WHAT IS BEING ASKED. Can you turn the data below into a numbered list, one line per item, with blank lines left out?

PROVIDED INFORMATION.
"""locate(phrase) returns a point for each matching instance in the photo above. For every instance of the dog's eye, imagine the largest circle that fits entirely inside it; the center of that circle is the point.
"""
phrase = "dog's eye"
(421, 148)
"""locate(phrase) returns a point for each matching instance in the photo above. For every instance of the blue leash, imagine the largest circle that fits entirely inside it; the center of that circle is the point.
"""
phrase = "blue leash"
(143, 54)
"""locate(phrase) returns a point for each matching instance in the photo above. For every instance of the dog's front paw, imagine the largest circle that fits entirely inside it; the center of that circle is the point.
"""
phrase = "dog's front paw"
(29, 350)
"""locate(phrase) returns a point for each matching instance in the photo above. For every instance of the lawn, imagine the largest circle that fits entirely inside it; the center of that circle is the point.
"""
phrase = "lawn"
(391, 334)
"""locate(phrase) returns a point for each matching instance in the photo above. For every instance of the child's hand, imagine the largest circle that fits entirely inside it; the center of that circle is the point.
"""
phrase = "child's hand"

THE SOLUTION.
1. """locate(phrase) returns a point for each matching instance in the photo above. For every instance of the dog's eye, imagine the largest circle that fits entirely inside it; the center of that circle is the point.
2. """
3. phrase = "dog's eye"
4. (421, 148)
5. """locate(phrase) returns a point for each matching instance in the photo above. For every instance of the blue leash, imagine the largest circle that fits entirely inside it; the center of that circle is the point.
6. """
7. phrase = "blue leash"
8. (143, 54)
9. """locate(phrase) returns a point for each matching instance in the photo above. For every instance of the dog's front paw, imagine the largest circle that fits entirely inside it; the center of that circle is the point.
10. """
11. phrase = "dog's front paw"
12. (29, 350)
13. """locate(phrase) returns a point for each matching instance in the photo above. For every instance of the lawn, imagine the largest circle that fits entirely inside it; the center of that circle is the point.
14. """
15. phrase = "lawn"
16. (391, 334)
17. """locate(phrase) returns a point for each matching instance in the photo above. For every instance of the child's hand, imagine the largest circle that fits entirely inside it; the center of that circle is the point.
18. """
19. phrase = "child's hand"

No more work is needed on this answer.